Extrait source:
----

La naissance du mouvement communiste remonte aux écrits de Karl Marx et à la publication du Manifeste du parti communiste en 1848. Ce texte a été écrit dans les rues d'Ixelles quand la classe ouvrière était encore dans les limbes et sans puissantes organisations. Mais à l'époque, Marx faisait preuve d'une extraordinaire clairvoyance en traçant la direction que le mouvement ouvrier allait prendre.
L’auteur du Manifeste appelait les travailleurs de tous les pays à l'unité. Les conditions de vie des travailleurs dans le pays où il vivait étaient marquées par la dépravation et l'absence d'organisation efficace, et sans véritable « parti communiste ».
Cependant, Marx n’était pas un empiriste et n’appréhendait pas la situation « telle qu'elle était ». Les tendances lourdes à l’œuvre dans la société ne lui échappaient pas. Il tire des conclusions sur le fonctionnement du capitalisme et sur l'évolution de la classe ouvrière. A ces côtés se trouvait Lucien Jottrand, président de l'Association démocratique belge, dont Karl Marx était vice-président. Défenseur du suffrage universel il représentait le républicain typique avec lequel les premiers socialistes devaient partager leurs plates-formes politiques. Une période de clarification et de formation d'organisations ouvrières allait s’avérer nécessaire.
Dans les années 1840 et 1850, il y avait très peu de communistes ou de socialistes en Belgique.
Les travailleurs étaient confrontés à une industrialisation croissante et à l'expansion du capitalisme. Pour éviter toute auto-organisation des travailleurs, les capitalistes belges appliquaient les pires lois draconiennes. C'est dans d'autres types d'organisations, comme celles de la « libre pensée », que les socialistes sont en mesure de tisser des liens pour les étapes futures. C'est aussi dans les années 1850 avec la scission du groupe de l'Affranchissement et la création de la société de libre pensée Solidaires que l'on voit apparaître la première division entre réformistes et révolutionnaires dans les rangs des alliés de la classe ouvrière, classe elle-même confrontée à plusieurs ennemis : l'Etat, l’Église et le patronat.
Dans son livre sur les origines du mouvement socialiste Marcel Liebman explique comment « De 1830 à 1860, quelque 1600 travailleurs sont poursuivis pour faits des grèves, etc. parmi eux, presque un millier condamné à des peines de prison, quelque cent cinquante à des peines d’amendes ». Une politique visant à décapiter tout mouvement en mettant toute la pression sur les dirigeants et les ouvriers les plus conscients.

----

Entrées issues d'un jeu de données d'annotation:
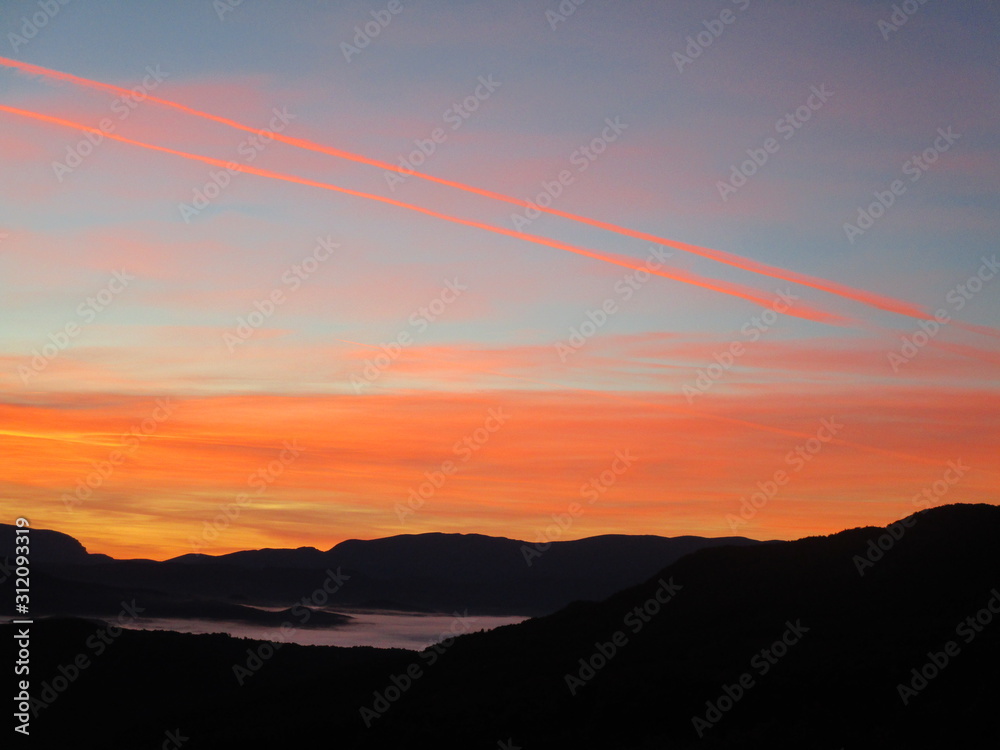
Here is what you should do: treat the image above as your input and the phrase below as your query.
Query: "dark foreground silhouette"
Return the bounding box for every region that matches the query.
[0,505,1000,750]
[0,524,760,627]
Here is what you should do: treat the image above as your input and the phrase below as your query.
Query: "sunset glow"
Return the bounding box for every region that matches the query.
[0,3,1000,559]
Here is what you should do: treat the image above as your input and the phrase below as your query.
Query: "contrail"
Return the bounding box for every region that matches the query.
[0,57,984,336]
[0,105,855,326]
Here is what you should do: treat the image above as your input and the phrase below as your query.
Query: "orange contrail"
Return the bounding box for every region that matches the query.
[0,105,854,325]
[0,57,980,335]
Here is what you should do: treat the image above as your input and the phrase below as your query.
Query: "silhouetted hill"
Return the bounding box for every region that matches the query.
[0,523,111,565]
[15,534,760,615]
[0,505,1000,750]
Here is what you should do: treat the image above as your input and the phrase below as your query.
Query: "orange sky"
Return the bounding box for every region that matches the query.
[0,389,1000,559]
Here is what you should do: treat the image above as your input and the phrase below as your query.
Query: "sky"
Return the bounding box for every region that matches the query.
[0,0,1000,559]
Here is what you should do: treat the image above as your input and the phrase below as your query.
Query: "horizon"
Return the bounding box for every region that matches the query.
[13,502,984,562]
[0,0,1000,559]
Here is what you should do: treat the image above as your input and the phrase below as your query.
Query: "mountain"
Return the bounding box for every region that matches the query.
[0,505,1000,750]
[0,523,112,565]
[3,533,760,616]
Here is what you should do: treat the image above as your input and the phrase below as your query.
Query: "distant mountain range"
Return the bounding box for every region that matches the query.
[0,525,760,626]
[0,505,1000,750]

----

Consignes:
A) D'après l'extrait, pour quelle raison les capitalistes belges appliquaient-ils des lois draconiennes ? Répondez en une à trois phrases.
B) Selon l'extrait, quelle fonction Karl Marx occupait-il au sein de l'Association démocratique belge ?
Les entrées proviennent d'une autre source que l'extrait.

Résultats:
A) Les capitalistes belges appliquaient les pires lois draconiennes pour éviter toute auto-organisation des travailleurs. Ceux-ci étaient alors confrontés à une industrialisation croissante et à l'expansion du capitalisme.

B) Il en était vice-président.